→ **Study text**
----------------

Medical office building planned for Lincoln Park

Crain's Chicago Business
Danny Ecker

A venture of Warren Baker wants to construct a medical office building on this site on Lincoln Park.
Photo by Danny Ecker

A Chicago developer wants to build a four-story medical office building in Lincoln Park with high visibility from the Kennedy Expressway.

A venture of developer Warren Baker applied to rezone the site at 1842-58 W. Webster Ave., just blocks from the city's new North Branch corridor redevelopment area.

Baker's tentative plan is to demolish the closed vehicle emissions testing facility on the site and replace it with a 101,905-square-foot office building designed for medical use.

"Our research tells us that medical use is underserved" in the western portion of Lincoln Park, Baker said. "There's a huge hole in the market and it's vastly underserved."

The proposal contemplates parking for 185 cars on the site, which is along the Metra track just east of the Kennedy, according to the application.

Baker paid about $5.6 million last month for the property, which has been unused since the Illinois Environmental Protection Agency closed the emissions testing center last fall. The state closed four testing sites, including two in Chicago, as a cost-saving measure.

Baker doesn't plan to start construction without an anchor tenant lined up and said he is targeting the city's major hospitals. He sees the site as a prime location because of its proximity to the expressway. ​

"If you want to build your brand and want people to know who you are and where you are, it doesn't get much better than that," he said.

----------------

→ **Dataset extract**
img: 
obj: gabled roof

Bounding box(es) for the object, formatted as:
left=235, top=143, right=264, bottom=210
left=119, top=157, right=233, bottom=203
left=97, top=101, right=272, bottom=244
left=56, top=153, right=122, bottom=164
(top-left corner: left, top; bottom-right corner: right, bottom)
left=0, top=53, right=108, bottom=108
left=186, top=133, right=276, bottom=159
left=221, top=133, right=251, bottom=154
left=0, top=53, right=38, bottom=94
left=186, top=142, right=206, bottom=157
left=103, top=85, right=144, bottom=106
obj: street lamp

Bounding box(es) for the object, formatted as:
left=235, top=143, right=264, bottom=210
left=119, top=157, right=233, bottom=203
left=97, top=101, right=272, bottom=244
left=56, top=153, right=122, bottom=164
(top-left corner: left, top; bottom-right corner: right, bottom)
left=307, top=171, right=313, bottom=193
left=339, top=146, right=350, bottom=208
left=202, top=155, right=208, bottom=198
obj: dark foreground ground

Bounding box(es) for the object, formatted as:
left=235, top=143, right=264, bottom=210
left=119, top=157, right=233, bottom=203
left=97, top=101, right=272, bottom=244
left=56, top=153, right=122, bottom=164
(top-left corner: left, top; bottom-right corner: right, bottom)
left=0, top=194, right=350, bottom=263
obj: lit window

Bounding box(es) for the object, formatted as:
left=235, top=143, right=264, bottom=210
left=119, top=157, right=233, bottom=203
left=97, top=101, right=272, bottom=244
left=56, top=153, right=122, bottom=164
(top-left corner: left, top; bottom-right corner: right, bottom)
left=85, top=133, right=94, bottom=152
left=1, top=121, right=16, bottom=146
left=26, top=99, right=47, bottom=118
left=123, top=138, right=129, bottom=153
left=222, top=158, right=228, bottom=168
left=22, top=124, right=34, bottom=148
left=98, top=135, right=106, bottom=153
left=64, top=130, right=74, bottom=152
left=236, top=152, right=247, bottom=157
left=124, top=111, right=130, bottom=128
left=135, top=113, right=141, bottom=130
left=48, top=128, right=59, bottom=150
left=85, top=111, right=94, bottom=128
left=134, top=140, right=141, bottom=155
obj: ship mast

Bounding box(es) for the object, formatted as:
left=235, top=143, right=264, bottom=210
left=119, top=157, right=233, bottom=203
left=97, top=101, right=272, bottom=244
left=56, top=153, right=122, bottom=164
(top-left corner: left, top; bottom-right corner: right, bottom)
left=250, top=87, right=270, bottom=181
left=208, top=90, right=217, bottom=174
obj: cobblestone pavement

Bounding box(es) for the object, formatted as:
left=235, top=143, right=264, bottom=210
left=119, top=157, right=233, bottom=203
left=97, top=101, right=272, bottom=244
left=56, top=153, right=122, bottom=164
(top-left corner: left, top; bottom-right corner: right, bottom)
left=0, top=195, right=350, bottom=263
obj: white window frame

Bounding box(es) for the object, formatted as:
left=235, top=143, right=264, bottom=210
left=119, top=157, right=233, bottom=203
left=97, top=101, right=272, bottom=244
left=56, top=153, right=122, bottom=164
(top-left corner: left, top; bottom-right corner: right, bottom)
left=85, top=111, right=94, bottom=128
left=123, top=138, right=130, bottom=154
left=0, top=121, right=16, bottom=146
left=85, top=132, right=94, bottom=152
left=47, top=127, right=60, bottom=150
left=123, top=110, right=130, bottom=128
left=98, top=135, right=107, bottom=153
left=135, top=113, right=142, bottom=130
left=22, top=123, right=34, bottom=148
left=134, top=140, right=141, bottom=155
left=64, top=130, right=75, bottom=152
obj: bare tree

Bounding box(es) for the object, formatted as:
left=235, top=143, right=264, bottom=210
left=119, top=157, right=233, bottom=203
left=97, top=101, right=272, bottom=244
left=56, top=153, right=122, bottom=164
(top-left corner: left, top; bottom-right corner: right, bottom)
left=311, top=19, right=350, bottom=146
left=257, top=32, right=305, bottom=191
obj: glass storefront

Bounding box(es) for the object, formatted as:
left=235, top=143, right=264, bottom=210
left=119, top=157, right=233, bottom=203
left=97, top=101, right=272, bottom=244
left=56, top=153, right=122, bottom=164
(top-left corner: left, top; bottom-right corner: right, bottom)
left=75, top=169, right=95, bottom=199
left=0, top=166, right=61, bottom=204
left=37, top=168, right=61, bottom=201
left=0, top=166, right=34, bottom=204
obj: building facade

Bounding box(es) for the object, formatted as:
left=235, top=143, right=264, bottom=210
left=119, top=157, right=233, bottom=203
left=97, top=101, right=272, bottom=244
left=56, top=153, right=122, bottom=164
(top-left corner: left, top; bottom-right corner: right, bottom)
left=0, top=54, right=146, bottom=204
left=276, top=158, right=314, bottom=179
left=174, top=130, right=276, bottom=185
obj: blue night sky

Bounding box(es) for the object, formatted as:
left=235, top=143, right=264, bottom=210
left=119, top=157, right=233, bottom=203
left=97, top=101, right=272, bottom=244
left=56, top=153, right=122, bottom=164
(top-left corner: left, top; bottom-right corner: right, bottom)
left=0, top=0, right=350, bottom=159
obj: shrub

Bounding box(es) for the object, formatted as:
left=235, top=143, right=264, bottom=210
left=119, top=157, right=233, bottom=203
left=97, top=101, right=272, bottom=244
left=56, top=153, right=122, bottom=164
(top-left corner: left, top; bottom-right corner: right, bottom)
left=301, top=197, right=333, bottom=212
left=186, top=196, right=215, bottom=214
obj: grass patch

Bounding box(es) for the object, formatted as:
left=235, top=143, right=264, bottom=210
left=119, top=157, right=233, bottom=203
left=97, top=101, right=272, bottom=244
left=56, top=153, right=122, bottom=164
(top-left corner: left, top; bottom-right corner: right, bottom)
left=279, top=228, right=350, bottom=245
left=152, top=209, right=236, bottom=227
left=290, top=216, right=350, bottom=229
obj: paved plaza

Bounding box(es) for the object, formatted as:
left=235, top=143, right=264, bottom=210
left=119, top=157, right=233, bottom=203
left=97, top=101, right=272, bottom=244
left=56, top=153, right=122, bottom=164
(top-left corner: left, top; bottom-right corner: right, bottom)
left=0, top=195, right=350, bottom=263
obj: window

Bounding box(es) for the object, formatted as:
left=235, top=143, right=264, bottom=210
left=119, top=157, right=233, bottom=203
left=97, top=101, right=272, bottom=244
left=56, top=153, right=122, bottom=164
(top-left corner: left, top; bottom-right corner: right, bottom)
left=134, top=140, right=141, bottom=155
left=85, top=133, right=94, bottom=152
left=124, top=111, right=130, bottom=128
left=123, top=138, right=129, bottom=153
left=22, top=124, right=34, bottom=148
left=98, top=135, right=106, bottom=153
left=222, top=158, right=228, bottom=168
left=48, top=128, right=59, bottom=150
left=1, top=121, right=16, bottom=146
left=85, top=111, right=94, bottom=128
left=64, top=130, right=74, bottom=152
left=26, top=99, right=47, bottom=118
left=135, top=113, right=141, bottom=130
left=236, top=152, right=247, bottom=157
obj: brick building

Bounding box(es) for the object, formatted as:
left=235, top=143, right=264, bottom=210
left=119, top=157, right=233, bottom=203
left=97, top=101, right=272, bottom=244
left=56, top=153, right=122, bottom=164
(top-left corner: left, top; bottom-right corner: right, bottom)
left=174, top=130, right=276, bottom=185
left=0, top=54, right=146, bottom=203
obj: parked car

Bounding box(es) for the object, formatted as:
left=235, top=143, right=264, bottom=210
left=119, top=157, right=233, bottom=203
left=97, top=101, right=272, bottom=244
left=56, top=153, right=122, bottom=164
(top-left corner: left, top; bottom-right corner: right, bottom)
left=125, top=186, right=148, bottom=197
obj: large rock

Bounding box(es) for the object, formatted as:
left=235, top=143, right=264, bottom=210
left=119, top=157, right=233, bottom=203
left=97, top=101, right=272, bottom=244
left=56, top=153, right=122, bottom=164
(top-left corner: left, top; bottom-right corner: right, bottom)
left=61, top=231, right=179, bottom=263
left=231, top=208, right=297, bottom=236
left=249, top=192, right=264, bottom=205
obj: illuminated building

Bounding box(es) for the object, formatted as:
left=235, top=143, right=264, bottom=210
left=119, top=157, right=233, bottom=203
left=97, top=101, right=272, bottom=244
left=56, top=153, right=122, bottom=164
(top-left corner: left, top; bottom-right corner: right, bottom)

----------------

→ **What the task asks**
Please reproduce the passage of the medical office building article above, from "Baker's tentative plan" up to and including "a cost-saving measure.".

→ **Response area**
Baker's tentative plan is to demolish the closed vehicle emissions testing facility on the site and replace it with a 101,905-square-foot office building designed for medical use.

"Our research tells us that medical use is underserved" in the western portion of Lincoln Park, Baker said. "There's a huge hole in the market and it's vastly underserved."

The proposal contemplates parking for 185 cars on the site, which is along the Metra track just east of the Kennedy, according to the application.

Baker paid about $5.6 million last month for the property, which has been unused since the Illinois Environmental Protection Agency closed the emissions testing center last fall. The state closed four testing sites, including two in Chicago, as a cost-saving measure.